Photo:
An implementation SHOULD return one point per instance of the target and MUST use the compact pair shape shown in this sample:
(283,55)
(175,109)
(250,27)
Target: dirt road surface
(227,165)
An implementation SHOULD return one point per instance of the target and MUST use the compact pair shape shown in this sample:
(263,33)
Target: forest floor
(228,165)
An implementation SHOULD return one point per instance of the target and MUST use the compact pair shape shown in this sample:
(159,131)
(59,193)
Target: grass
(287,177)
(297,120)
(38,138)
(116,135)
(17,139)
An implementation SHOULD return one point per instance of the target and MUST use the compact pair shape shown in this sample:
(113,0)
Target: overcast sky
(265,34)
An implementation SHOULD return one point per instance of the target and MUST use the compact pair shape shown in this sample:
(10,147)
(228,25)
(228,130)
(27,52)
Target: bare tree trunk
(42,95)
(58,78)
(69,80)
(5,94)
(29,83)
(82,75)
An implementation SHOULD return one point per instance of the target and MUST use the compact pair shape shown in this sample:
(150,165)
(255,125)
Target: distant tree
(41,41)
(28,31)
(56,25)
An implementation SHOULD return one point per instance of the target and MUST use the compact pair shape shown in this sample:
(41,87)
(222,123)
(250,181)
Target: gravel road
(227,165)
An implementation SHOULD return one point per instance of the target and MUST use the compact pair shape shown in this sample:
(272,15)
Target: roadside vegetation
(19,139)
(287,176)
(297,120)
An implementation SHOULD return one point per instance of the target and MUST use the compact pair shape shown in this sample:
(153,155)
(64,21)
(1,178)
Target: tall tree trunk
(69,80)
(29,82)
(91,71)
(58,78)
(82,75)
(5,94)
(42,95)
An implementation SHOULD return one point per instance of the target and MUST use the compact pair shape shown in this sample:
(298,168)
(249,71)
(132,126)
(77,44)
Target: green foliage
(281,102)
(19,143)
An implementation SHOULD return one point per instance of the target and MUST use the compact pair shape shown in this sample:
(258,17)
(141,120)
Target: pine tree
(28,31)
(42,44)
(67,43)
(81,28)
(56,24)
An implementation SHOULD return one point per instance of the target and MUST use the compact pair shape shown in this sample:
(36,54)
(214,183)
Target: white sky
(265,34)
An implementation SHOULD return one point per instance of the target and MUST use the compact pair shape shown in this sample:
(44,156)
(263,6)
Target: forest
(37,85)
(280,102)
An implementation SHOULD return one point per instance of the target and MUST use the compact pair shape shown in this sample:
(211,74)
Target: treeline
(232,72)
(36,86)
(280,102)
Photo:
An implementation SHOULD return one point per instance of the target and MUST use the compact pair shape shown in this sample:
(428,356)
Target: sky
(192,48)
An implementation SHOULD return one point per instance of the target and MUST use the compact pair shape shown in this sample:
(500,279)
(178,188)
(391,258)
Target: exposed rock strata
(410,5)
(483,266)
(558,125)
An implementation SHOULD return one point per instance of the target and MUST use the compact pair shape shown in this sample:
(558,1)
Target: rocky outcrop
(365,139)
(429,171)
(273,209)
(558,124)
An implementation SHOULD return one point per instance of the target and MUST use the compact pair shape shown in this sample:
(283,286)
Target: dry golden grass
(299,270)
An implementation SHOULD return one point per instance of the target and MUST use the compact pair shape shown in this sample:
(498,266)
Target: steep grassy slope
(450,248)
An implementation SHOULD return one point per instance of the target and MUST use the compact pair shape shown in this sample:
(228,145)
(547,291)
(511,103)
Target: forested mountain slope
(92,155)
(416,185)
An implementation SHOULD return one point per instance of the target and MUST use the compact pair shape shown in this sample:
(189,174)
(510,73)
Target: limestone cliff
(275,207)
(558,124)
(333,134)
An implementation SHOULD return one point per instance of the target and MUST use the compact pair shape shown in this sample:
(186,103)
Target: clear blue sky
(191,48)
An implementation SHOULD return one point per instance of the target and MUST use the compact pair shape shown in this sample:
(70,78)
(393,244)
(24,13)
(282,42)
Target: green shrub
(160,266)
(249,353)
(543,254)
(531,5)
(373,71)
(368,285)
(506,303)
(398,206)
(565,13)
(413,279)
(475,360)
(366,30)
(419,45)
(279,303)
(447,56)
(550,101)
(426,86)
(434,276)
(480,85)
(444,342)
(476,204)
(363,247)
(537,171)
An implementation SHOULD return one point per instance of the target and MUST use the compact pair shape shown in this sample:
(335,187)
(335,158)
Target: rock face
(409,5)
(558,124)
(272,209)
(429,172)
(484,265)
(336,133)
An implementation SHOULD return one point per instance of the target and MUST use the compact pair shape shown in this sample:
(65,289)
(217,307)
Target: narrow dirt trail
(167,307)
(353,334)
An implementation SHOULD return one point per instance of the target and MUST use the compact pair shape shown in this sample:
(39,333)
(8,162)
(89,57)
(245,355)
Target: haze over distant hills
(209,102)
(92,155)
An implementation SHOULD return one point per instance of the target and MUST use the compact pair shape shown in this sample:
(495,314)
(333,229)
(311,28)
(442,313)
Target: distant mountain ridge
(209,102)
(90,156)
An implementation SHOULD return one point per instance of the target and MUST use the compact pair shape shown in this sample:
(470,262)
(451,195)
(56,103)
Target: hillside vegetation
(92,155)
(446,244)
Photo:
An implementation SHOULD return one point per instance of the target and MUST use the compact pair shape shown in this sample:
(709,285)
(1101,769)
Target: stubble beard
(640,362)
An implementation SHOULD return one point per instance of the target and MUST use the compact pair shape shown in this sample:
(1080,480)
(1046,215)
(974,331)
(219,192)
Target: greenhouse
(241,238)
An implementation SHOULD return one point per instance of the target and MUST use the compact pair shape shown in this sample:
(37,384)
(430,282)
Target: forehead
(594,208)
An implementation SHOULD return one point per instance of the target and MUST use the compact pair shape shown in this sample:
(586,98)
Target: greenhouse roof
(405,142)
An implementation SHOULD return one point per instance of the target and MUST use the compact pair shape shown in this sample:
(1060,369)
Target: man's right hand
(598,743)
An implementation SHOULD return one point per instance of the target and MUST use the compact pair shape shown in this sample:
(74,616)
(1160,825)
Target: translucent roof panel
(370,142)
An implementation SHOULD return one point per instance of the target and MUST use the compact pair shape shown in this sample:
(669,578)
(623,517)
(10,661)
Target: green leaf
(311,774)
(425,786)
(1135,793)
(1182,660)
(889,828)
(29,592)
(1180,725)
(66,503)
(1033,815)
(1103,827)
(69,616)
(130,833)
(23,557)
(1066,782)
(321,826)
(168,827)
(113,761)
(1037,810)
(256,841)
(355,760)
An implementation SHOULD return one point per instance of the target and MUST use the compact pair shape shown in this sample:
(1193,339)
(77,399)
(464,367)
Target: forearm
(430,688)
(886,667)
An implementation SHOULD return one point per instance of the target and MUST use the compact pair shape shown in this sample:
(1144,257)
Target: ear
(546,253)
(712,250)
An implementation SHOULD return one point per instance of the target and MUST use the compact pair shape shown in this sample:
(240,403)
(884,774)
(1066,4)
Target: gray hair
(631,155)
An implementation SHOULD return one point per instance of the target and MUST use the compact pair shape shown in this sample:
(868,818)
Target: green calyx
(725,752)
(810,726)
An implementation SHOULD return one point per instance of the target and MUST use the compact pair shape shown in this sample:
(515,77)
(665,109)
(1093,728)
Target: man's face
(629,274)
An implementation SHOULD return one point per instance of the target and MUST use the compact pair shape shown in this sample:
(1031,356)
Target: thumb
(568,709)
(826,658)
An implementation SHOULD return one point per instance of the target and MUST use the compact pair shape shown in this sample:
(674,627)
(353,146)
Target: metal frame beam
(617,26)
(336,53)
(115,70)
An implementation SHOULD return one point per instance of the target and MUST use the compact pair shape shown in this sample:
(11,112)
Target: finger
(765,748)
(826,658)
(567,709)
* * * * * * *
→ **What you have to do**
Could you restate every entry above word for word?

→ **Expected answer**
Photo:
An implementation SHOULD return one point per instance of the target and MUST use the compact pair shape shown in this sample:
(283,55)
(175,109)
(250,27)
Target: dirt road surface
(227,165)
An implementation SHOULD return one point per instance of the target and MUST use the compact pair shape shown in this sample:
(263,33)
Target: forest floor
(228,165)
An implementation SHOULD return one point per instance of the target and MUST use the compact pair shape shown in this sample:
(159,131)
(59,193)
Target: grass
(287,177)
(297,120)
(38,138)
(116,135)
(17,139)
An implementation SHOULD return one point per instance of the target and MUST use the compact pair shape shown in this sample:
(113,0)
Target: overcast sky
(265,34)
An implementation SHOULD return one point per instance of the target and MUST use the compact pair shape shown in this sample:
(10,147)
(228,25)
(228,130)
(27,52)
Target: bare tree trunk
(42,95)
(58,78)
(69,80)
(5,94)
(29,83)
(82,75)
An implementation SHOULD return one point per instance of the target and MUST use the compact pair shape shown in this sample:
(150,165)
(255,125)
Target: distant tree
(41,41)
(28,31)
(56,25)
An implementation SHOULD return one point per instance of the target and MUST use the compact pair shape shown in this sample:
(41,87)
(222,123)
(250,181)
Target: gravel road
(227,165)
An implementation SHOULD return one point per instance of the target and MUST use the compact pair shape shown in this sample:
(272,15)
Target: roadside vegetation
(19,139)
(287,176)
(297,120)
An implementation SHOULD return one point per instance of the target and MUST use the compact pair shape shown in this sample:
(153,155)
(64,21)
(1,178)
Target: tall tree trunk
(69,80)
(29,82)
(91,71)
(58,78)
(82,75)
(5,94)
(42,95)
An implementation SHOULD return one point per instance of the target and MUST use the compact pair shape shown in this sample:
(298,168)
(249,71)
(132,126)
(77,44)
Target: green foliage
(281,102)
(19,143)
An implementation SHOULD return one point per instance of the target and MUST use the compact pair shape shown in this sample:
(258,17)
(141,120)
Target: pine tree
(28,31)
(42,44)
(67,43)
(81,28)
(56,24)
An implementation SHOULD return one point per instance of the target and MUST use the compact pair shape shown in this sample:
(36,54)
(214,183)
Target: white sky
(265,34)
An implementation SHOULD return one point per instance of the target and MUST use the compact pair shape shown in this sample:
(44,156)
(263,6)
Target: forest
(37,85)
(280,102)
An implementation SHOULD return one point per instance of the target and MUST use the compact pair shape shown in this sample:
(211,74)
Target: treeline
(232,72)
(36,86)
(280,102)
Photo:
An implementation SHOULD return one point per instance of the target and MUST use the compact pair shape shown in this sample:
(428,356)
Target: sky
(192,48)
An implementation SHOULD return one point per instance of the target and MUST use the compact pair shape shown in this sample:
(500,279)
(178,188)
(391,258)
Target: exposed rock strata
(410,5)
(483,266)
(558,125)
An implementation SHOULD return one point per instance of the target and MUST use the compact pair shape shown in this sample:
(558,1)
Target: rocky outcrop
(365,139)
(429,171)
(273,209)
(558,124)
An implementation SHOULD return one point per instance of the target and MUST use the compact pair shape shown in this sample:
(283,286)
Target: dry golden grass
(299,270)
An implementation SHOULD return one point per instance of the target and MUST use the compact pair shape shown in this sample:
(498,266)
Target: steep grassy slope
(450,248)
An implementation SHOULD return one point per instance of the target and MUST use the compact pair shape shown in this sample:
(228,145)
(547,291)
(511,103)
Target: forested mountain slope
(92,155)
(416,185)
An implementation SHOULD return one point per instance of the target and MUST use the compact pair shape shown in this sample:
(189,174)
(510,73)
Target: limestone cliff
(275,207)
(558,124)
(333,134)
An implementation SHOULD return one point per instance of the target and MUST use the compact pair shape shown in this sample:
(186,103)
Target: clear blue sky
(191,48)
An implementation SHOULD return one point per instance of the target and MUST use the compact pair shape shown in this sample:
(70,78)
(393,244)
(24,13)
(282,42)
Target: green shrub
(160,266)
(249,353)
(543,254)
(531,5)
(373,71)
(368,285)
(506,303)
(398,206)
(565,13)
(413,279)
(475,360)
(366,30)
(419,45)
(279,303)
(447,56)
(550,101)
(426,86)
(434,276)
(480,85)
(444,342)
(476,204)
(363,247)
(537,171)
An implementation SHOULD return one point per instance of the target and MUST use the compact pair shape shown in this sample:
(335,187)
(335,158)
Target: rock face
(409,5)
(558,124)
(272,209)
(429,172)
(484,265)
(336,133)
An implementation SHOULD return one point per instance of the target and MUST use the compact pair shape shown in this sample:
(65,289)
(217,307)
Target: narrow dirt trail
(167,307)
(353,334)
An implementation SHOULD return one point per instance of the target and MUST use the compact pair shape shown in this sample:
(39,333)
(8,162)
(89,57)
(245,355)
Target: haze over distant hills
(209,102)
(92,155)
An implementation SHOULD return one point per instance of the target and MUST use the compact pair shape shown in this sample:
(495,314)
(333,229)
(311,28)
(442,313)
Target: distant mountain ridge
(209,102)
(90,156)
An implementation SHOULD return one point per instance of the target and MUST use the compact pair shape shown in this sample:
(470,262)
(451,195)
(56,103)
Target: hillside vegetation
(92,155)
(446,244)
Photo:
An implementation SHOULD return one point per instance of the target and MUST use the compact pair shape shown in this sample:
(709,285)
(1101,769)
Target: stubble beard
(640,362)
An implementation SHOULD return one point per instance of the target and MUST use the compact pair shape shown in this sample:
(1080,480)
(1046,215)
(974,331)
(219,192)
Target: greenhouse
(241,238)
An implementation SHOULD return one point per instance of the target and MUST use the compact pair shape shown in this sample:
(37,384)
(430,282)
Target: forehead
(594,208)
An implementation SHOULD return one point per instance of the target and MUST use the compact pair shape shown in this sample:
(586,98)
Target: greenhouse roof
(405,142)
An implementation SHOULD return one point per instance of the target and MUST use the compact pair shape shown in this sample:
(1060,369)
Target: man's right hand
(598,743)
An implementation SHOULD return one point per instance of the target and MUST use the compact pair shape shown in this sample:
(74,616)
(1160,825)
Target: translucent roof panel
(370,142)
An implementation SHOULD return one point per instance of the target and MUST use the compact pair shape shown in this sample:
(669,578)
(623,517)
(10,661)
Target: green leaf
(311,774)
(425,786)
(1135,793)
(1182,660)
(889,828)
(29,592)
(1180,725)
(66,503)
(1033,815)
(1103,827)
(69,616)
(130,833)
(23,557)
(1066,782)
(321,826)
(168,827)
(113,761)
(1037,810)
(256,841)
(355,760)
An implementation SHOULD return one point per instance of the target and MUST use the compact pair shape shown in this sample:
(1193,339)
(77,399)
(464,367)
Target: forearm
(430,688)
(886,667)
An implementation SHOULD return one point per instance of the target and MUST use the compact pair shape shown in this sample:
(1144,257)
Target: ear
(546,253)
(712,250)
An implementation SHOULD return one point per instance of the target and MUST use the compact pair shape shown in this sample:
(240,403)
(884,774)
(1066,4)
Target: gray hair
(631,155)
An implementation SHOULD return one point per instance of the target and MUST use the compact pair shape shown in this sample:
(868,818)
Target: green calyx
(725,752)
(810,726)
An implementation SHOULD return one point per instance of the target and MUST use the compact pair shape shown in this sample:
(515,77)
(665,109)
(1093,728)
Target: man's face
(629,274)
An implementation SHOULD return one point per instance of the target and MUST use the compact pair shape shown in this sample:
(1031,356)
Target: thumb
(568,709)
(826,658)
An implementation SHOULD return one point per instance of the target and MUST use the compact pair shape shown in this sample:
(674,627)
(353,146)
Target: metal frame beam
(617,26)
(336,53)
(115,70)
An implementation SHOULD return one point per instance of the target and MUST use the compact pair shape shown in this sample:
(11,112)
Target: finger
(765,748)
(826,658)
(567,709)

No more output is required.